*What is needed*:
Rename "bounding box" to "rectangle" everywhere in the entries below and copy them out with nothing else altered. Leave the pictures out.

(Entries excerpted from a collection)
— START —

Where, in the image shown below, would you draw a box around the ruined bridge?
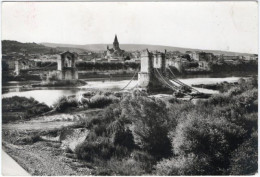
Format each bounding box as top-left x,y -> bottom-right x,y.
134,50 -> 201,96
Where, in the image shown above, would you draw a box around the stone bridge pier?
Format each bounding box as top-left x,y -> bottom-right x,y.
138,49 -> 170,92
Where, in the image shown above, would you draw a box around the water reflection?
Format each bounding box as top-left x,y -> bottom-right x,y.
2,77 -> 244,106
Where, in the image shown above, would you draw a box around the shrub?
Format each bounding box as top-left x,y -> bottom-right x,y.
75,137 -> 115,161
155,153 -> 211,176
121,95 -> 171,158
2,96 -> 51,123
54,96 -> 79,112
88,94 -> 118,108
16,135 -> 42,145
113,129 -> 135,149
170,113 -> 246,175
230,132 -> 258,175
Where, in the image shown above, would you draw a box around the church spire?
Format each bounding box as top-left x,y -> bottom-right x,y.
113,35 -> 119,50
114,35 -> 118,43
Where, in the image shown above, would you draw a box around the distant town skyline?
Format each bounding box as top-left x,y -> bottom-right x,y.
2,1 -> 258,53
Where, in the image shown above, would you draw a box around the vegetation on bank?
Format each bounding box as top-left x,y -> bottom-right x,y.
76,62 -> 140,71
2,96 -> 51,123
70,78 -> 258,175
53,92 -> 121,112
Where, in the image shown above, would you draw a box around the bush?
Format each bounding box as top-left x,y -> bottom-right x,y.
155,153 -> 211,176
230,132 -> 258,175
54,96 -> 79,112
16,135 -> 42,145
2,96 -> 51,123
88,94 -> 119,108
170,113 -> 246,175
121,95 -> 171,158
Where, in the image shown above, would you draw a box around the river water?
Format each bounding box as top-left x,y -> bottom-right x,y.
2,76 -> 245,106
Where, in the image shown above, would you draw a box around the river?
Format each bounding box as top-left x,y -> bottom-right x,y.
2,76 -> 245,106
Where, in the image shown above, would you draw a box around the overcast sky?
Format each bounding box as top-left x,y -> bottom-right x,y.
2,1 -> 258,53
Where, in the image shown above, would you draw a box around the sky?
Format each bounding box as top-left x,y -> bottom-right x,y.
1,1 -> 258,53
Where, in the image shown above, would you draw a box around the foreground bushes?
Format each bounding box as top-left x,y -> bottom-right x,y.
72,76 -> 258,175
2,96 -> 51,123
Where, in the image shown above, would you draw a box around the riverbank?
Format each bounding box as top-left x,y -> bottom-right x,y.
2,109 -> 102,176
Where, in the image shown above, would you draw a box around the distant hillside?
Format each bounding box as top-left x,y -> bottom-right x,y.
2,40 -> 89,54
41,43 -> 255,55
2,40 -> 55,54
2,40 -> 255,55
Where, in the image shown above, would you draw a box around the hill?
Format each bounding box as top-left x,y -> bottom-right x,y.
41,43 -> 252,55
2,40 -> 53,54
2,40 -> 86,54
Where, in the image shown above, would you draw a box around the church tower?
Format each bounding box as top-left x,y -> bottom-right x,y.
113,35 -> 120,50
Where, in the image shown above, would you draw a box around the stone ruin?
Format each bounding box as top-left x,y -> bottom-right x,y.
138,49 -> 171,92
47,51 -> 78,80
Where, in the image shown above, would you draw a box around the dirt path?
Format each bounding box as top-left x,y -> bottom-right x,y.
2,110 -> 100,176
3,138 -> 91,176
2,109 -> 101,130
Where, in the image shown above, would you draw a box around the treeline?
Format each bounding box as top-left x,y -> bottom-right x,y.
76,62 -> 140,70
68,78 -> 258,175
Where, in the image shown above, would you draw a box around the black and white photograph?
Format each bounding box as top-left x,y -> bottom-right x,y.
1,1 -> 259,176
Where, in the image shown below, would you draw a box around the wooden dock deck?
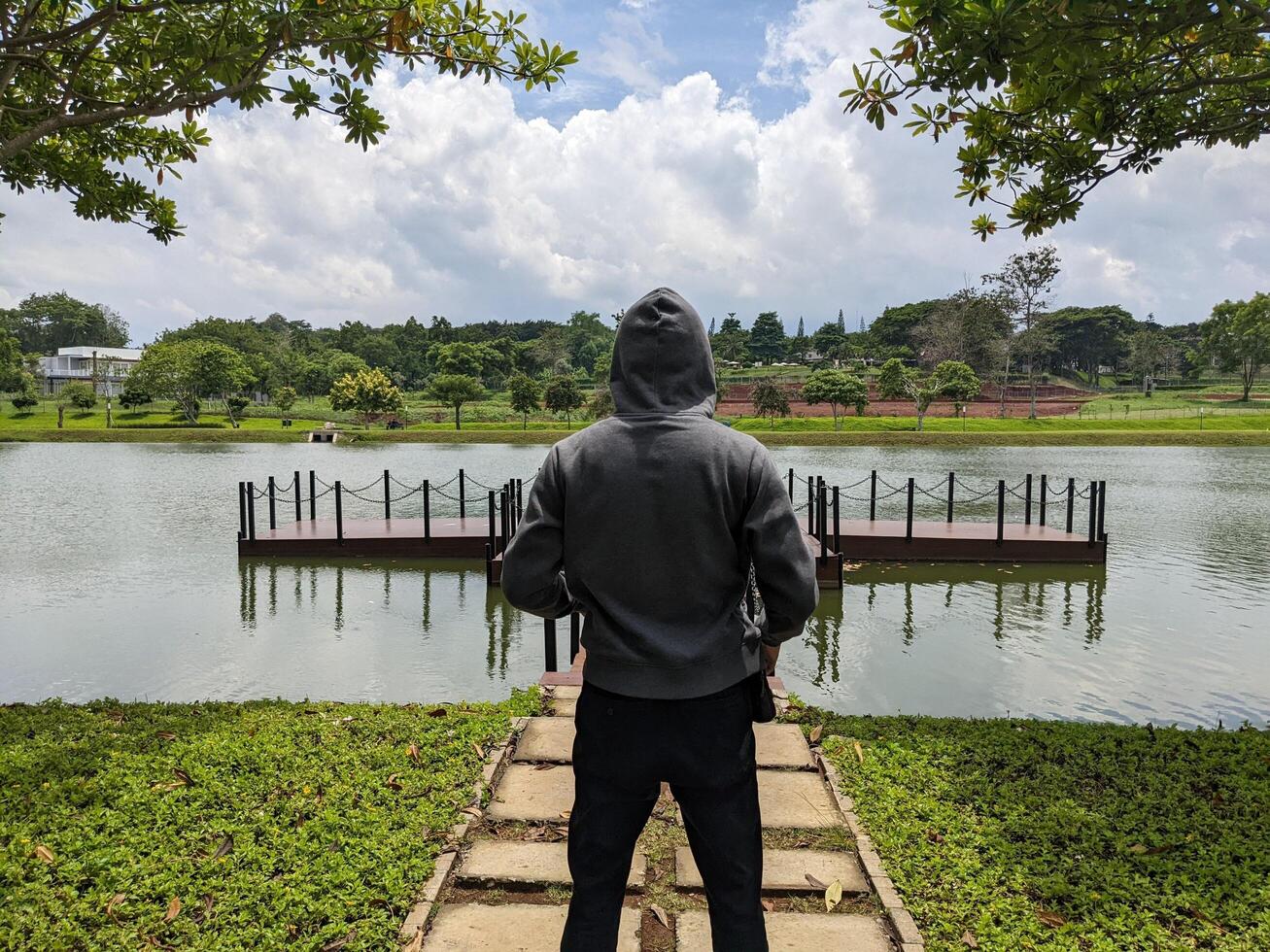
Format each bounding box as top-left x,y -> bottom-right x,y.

— END —

*The answer*:
Where, in the image shown below, would you draw a box around the ruined bridge?
Format each rectangle as top-left x,y -> bottom-right x,y.
134,50 -> 201,96
Where, in the image shown above, would you draw a box around the stone bridge pier?
Format each rectangle as top-left x,y -> bottom-right x,y.
138,49 -> 170,92
Where, in the image shown above, would you draw a box around the water reflection?
Format each rectangle as top-left x,y -> bottom-right x,y.
2,77 -> 244,106
Where, in the image shown above, would you draw a box around the shrub?
Format each rectangle as top-left x,y -> bottom-right x,y.
75,137 -> 115,161
155,153 -> 211,176
121,95 -> 171,158
2,96 -> 51,123
54,96 -> 79,112
88,94 -> 118,108
16,135 -> 42,145
113,129 -> 135,149
170,113 -> 246,175
230,132 -> 258,175
Where, in the image shown above, would you draw a box around the church spire?
Format each rectangle as top-left x,y -> bottom-right x,y.
113,35 -> 119,50
114,35 -> 118,43
Where, in the image shown above, would you draw a box around the distant town skyline?
Format each rectangle as top-left x,y -> bottom-right x,y.
2,1 -> 258,53
Where, in the image shown above, would you draw a box around the vegetation on bank?
Format each rectangle as top-left x,y -> bottom-right x,y.
76,62 -> 140,71
2,96 -> 51,123
70,78 -> 258,175
53,92 -> 121,112
Where, in the image shown above, would you draw a box around the bush?
Format each rectangle as top-left x,y -> bottom-right x,y.
155,153 -> 211,176
230,132 -> 258,175
54,96 -> 79,112
16,135 -> 42,145
2,96 -> 51,123
88,94 -> 119,108
170,113 -> 246,175
121,95 -> 171,158
Where, in the image shown above, would you draw a box around the river water?
Format each rectangle as top-left x,y -> bottom-right x,y.
2,76 -> 245,106
Where, in the image shown above, would you draw a box around the river?
Format each rectangle as top-left x,y -> bottom-right x,y.
2,76 -> 245,106
Where, in the image shown above, would you draw a box around the overcast sky?
Format each rectangle as top-left x,y -> bottom-right x,y.
2,1 -> 258,53
Where, in the image shown above, would you draw a box around the sky?
Format each rectangle as top-left x,y -> bottom-right x,y.
1,1 -> 258,53
Where, in the image shown above, would you draw a box around the foreground bushes?
Format each rectangle as top-left x,y -> bottom-right x,y.
72,76 -> 258,175
2,96 -> 51,123
Where, in the image shown above, would you draw a box around the riverbank?
Format each rectangle as top-left x,y -> bottom-right x,y.
2,109 -> 102,176
Where, in the image shown above, would you draw a box around the distant hillside?
Format each rectangle as top-left x,y -> bottom-right x,y.
2,40 -> 89,54
41,43 -> 255,55
2,40 -> 55,54
2,40 -> 255,55
Where, in the image shown above, would you draw a box around the hill?
Format each rectangle as top-left x,y -> bottom-right x,y.
41,43 -> 252,55
2,40 -> 53,54
2,40 -> 86,54
Where, in the image shown above, would you draw a box around the church tower?
Format each rectangle as top-left x,y -> bottom-right x,y.
113,35 -> 120,50
Where, in the image shown above, would you draw a box around the stone ruin?
Format each rectangle as top-left x,y -> bottom-right x,y.
138,49 -> 171,92
47,51 -> 78,80
Where, in the image shown above, would you draw a box around the dirt path?
Format each rectangle as top-left x,y -> bottom-right x,y.
2,110 -> 100,176
3,138 -> 91,176
2,109 -> 101,130
Where, in the image shown above, would you draw a box around the treeline?
Format each rectangle as top-left x,y -> bottom-right x,y.
76,62 -> 140,70
68,78 -> 258,175
Where, in the image shown above, would you draw a box around the black and white photograph?
Format each rectangle as top-left x,y -> bottom-right x,y.
1,1 -> 259,176
Where, in the image shown below, would you draw a box around the wooden dock deck?
Format each rectangle as top-left x,y -> bottom-right x,y.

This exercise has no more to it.